- PROBLEMS AND TASKS -
**A)** Decide whether each statement below agrees with the article on John Sheardown. Answer yes or no for each, and quote the deciding words of the article.
(i) Sheardown died in a Toronto hospital.
(ii) Sheardown was portrayed in the film "Argo."
(iii) The Americans seized at the US Embassy were held for 444 days.
**B)** Reproduce everything in the article on John Sheardown from "Almost a week" down to "Sheardown for help.".
**C)** Using the article on John Sheardown, answer each question in a few words.
(i) At what age did Sheardown die?
(ii) Whose film depicts the events in which Sheardown played a key role?
(iii) Who called Sheardown for help?

- EXTRACT -
- - - - - - -

Canadian who sheltered Americans in Iran dies

TORONTO: John Sheardown, the former First Secretary at the Canadian Embassy in Tehran who sheltered fugitive American Embassy staffers at his home during the Iran hostage crisis in 1979 and who had a lengthy career in Canada’s foreign service, has died at age 88. His wife Zena said Sheardown passed away in an Ottawa hospital on Dec. 30 and had been treated for Alzheimer’s disease for the past four years but also suffered from other ailments.
Sheardown, a diplomat in Tehran during the Islamic Revolution, played a key role in the events depicted in Ben Affleck’s Oscar-contender film “Argo,” although he was not portrayed in the film.
Almost a week after militant Iranian radicals seized the US Embassy in Tehran on Nov. 4, 1979, taking 52 Americans hostage for 444 days in retaliation for US support for the recently deposed shah, the Canadian diplomat received a call from one of the six Americans who had managed to evade capture. American consular officer Robert Anders was calling his friend Sheardown for help.
“’What took you so long?’” was Sheardown’s reply, said his wife.

- - - - - - -

- RECORD EXTRACTS -
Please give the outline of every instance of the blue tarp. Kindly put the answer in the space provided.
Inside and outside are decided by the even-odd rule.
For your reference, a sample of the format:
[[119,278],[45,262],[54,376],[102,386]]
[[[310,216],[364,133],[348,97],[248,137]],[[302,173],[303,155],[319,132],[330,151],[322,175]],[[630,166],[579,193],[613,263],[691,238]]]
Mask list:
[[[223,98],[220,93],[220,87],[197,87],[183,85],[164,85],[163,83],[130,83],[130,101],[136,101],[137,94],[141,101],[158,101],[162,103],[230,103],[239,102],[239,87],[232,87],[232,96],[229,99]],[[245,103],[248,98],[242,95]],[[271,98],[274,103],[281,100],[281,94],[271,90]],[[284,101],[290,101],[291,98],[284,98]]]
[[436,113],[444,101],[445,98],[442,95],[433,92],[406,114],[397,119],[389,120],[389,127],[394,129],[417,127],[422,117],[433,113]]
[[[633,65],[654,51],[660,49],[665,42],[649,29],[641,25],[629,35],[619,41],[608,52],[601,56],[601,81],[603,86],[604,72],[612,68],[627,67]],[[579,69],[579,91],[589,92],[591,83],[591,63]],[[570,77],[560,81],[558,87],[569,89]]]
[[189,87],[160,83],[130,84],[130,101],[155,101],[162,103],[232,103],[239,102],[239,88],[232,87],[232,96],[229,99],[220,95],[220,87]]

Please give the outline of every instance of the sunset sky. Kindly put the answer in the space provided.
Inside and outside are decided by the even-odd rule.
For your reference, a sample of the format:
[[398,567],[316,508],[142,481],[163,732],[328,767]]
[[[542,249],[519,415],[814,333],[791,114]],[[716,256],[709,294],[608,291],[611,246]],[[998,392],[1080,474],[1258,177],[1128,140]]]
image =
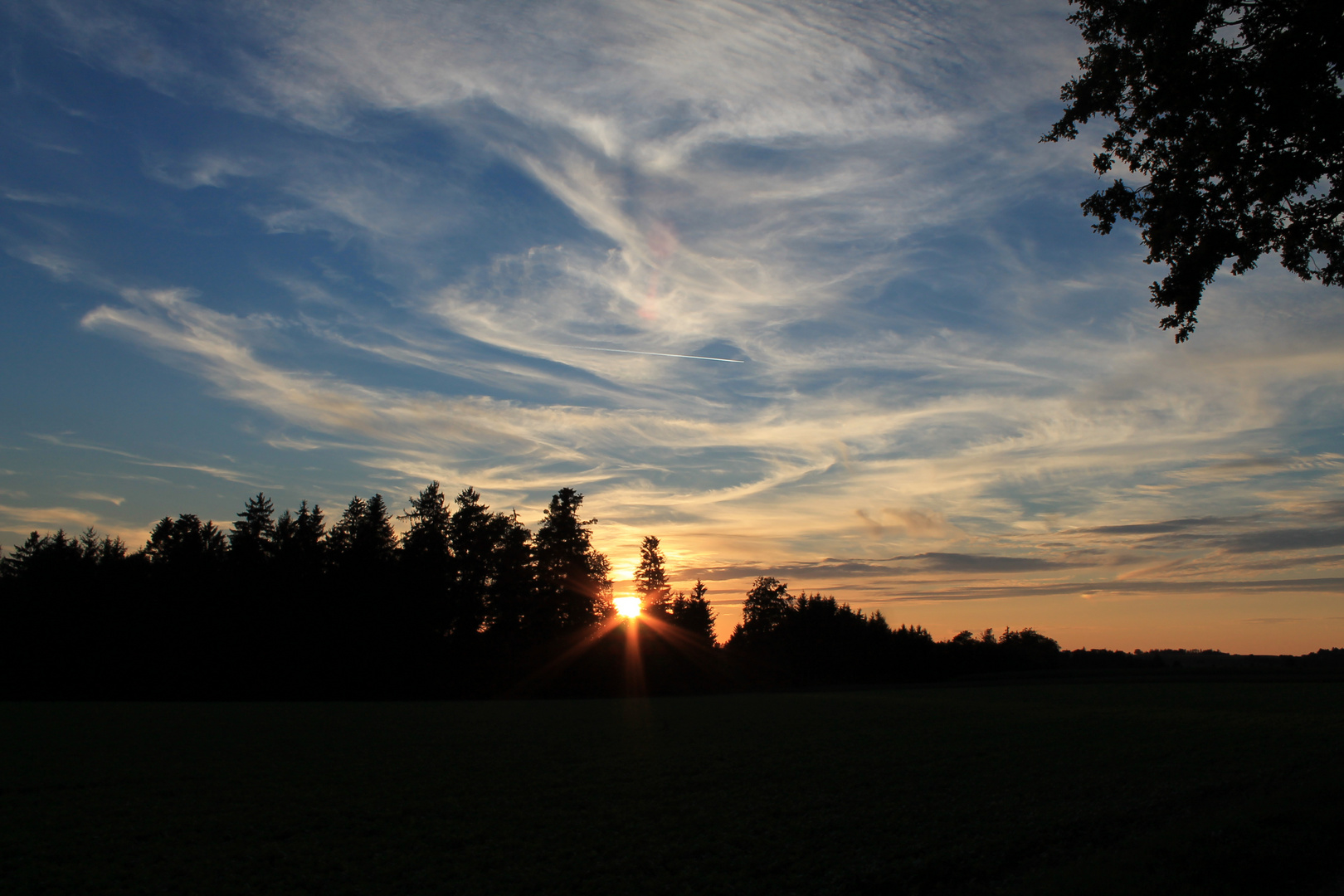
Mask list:
[[1157,328],[1063,0],[0,4],[0,543],[430,480],[938,638],[1344,646],[1344,292]]

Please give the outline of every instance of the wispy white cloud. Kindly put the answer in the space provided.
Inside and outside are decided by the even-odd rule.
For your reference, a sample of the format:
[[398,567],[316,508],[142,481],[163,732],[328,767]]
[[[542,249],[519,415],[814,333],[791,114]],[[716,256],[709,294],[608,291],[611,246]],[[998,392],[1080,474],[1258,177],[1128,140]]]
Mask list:
[[[271,447],[528,513],[577,485],[614,555],[656,532],[722,582],[1153,596],[1335,564],[1235,549],[1328,528],[1302,520],[1339,445],[1305,434],[1337,427],[1344,314],[1257,271],[1195,344],[1153,333],[1133,234],[1058,223],[1094,183],[1090,148],[1036,144],[1081,51],[1058,3],[245,3],[202,11],[210,59],[134,7],[47,9],[94,64],[280,125],[145,173],[358,269],[263,271],[297,310],[258,310],[11,250],[117,294],[89,332],[266,414]],[[492,167],[544,203],[493,208]],[[1183,520],[1218,523],[1117,528]],[[894,556],[923,559],[835,560]]]

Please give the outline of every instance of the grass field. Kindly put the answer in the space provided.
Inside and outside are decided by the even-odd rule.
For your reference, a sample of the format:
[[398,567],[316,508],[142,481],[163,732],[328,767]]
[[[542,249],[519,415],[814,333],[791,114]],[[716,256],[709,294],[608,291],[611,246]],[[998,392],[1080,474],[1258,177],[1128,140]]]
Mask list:
[[1344,892],[1344,684],[0,705],[4,893]]

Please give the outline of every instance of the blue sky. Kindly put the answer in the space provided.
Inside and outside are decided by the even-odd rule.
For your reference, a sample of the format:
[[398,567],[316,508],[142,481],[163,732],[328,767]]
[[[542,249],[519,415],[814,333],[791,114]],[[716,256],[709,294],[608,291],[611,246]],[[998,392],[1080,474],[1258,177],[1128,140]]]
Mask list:
[[1344,293],[1157,329],[1063,3],[0,11],[5,544],[570,485],[728,625],[1344,642]]

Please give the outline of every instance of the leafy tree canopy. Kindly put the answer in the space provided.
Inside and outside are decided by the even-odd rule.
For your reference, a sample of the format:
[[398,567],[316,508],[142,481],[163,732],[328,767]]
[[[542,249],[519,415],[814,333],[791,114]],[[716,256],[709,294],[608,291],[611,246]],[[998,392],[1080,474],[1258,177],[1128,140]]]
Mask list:
[[1070,0],[1090,50],[1042,137],[1114,121],[1093,159],[1145,177],[1087,197],[1093,230],[1138,224],[1169,271],[1152,302],[1189,339],[1223,262],[1266,253],[1302,279],[1344,278],[1344,5],[1339,0]]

- - - - - - -

- RESPONSES FOR EACH TASK -
**A)**
(i) No: "passed away in an Ottawa hospital on Dec. 30"
(ii) No: "although he was not portrayed in the film"
(iii) Yes: "taking 52 Americans hostage for 444 days"

**B)**
Almost a week after militant Iranian radicals seized the US Embassy in Tehran on Nov. 4, 1979, taking 52 Americans hostage for 444 days in retaliation for US support for the recently deposed shah, the Canadian diplomat received a call from one of the six Americans who had managed to evade capture. American consular officer Robert Anders was calling his friend Sheardown for help.

**C)**
(i) 88
(ii) Ben Affleck's ("Argo")
(iii) American consular officer Robert Anders